Page extract:
# How does one create a bannana royal



## axlandslash44x (Jan 3, 2008)

As per title

I love them


----------



## Ssthisto (Aug 31, 2006)

You buy a Banana royal, because it's a presumed-codominant base trait and can't be "made" by combining other traits.


----------



## Rum_Kitty (Jun 14, 2009)

Are there any in the UK yet?


----------



## alan1 (Nov 11, 2008)

only 1 (i think)...


----------



## dinan (Jan 18, 2009)

i think crystal palace reptiles has 1 in stock or had 1 a short while back


----------



## axlandslash44x (Jan 3, 2008)

price of one of these snakes?


----------



## dinan (Jan 18, 2009)

they mustve sold it as i just looked on the website as far as i can remember they were bout 20thousand pounds roughly


----------



## Akua_Ko_Nalu (Feb 15, 2007)

$20k for a Female, $30k for a Male.


----------



## Rum_Kitty (Jun 14, 2009)

Is there a super banana?


----------



## alan1 (Nov 11, 2008)

Rum_Kitty said:


> Is there a super banana?


its called a "palm"...:whistling2:


----------



## kizza (Feb 18, 2009)

does anyone have or found any pics of this banana ball and also how come is costs more for a male than it does a female

kieran: victory:


----------



## vitticeptus (Jul 16, 2008)

presumably because you can breed with the male sooner so quicker potential to get a return on your investment.


----------



## alan1 (Nov 11, 2008)

vitticeptus said:


> presumably because you can breed with the male sooner so quicker potential to get a return on your investment.


yep, same with all other dom/co-doms...
a few years down the line, females will cost more than males


----------



## markhill (Sep 22, 2006)

Data extract:
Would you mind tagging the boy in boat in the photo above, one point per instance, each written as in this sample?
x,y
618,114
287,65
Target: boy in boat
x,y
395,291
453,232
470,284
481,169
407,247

Exercise task 1: In the banana royal thread, what price does Akua_Ko_Nalu give for a male?
Exercise task 2: Pick up the banana royal forum thread where it stops and write the next part.

Right answer 1: $30k.

Right answer 2:
kizza said:


> does anyone have or found any pics of this banana ball and also how come is costs more for a male than it does a female
> 
> kieran: victory:


ask and ye shall recieve

Banana Ball - Morph List - World of Ball Pythons


----------



## lukendaniel (Jan 10, 2007)

dinan said:


> i think crystal palace reptiles has 1 in stock or had 1 a short while back


 
bet if they did rain probably has it now lol



daniel www.lndexotics.co.uk


----------



## Rum_Kitty (Jun 14, 2009)

alan1 said:


> its called a "palm"...:whistling2:


:rotfl:


----------



## alan1 (Nov 11, 2008)

kizza said:


> does anyone have or found any pics of this banana ball


 
clockwise from left...
banana, pastel banana, banana clown


----------



## Rain (Oct 9, 2007)

lukendaniel said:


> bet if they did rain probably has it now lol
> 
> 
> 
> daniel www.lndexotics.co.uk


 Nope, I would seriously consider murder to get a male banana...
We have a female 09 coral glow, which is considered to be the NERD line of banana. Who is packing on weight now, but nothing banana line.... yet.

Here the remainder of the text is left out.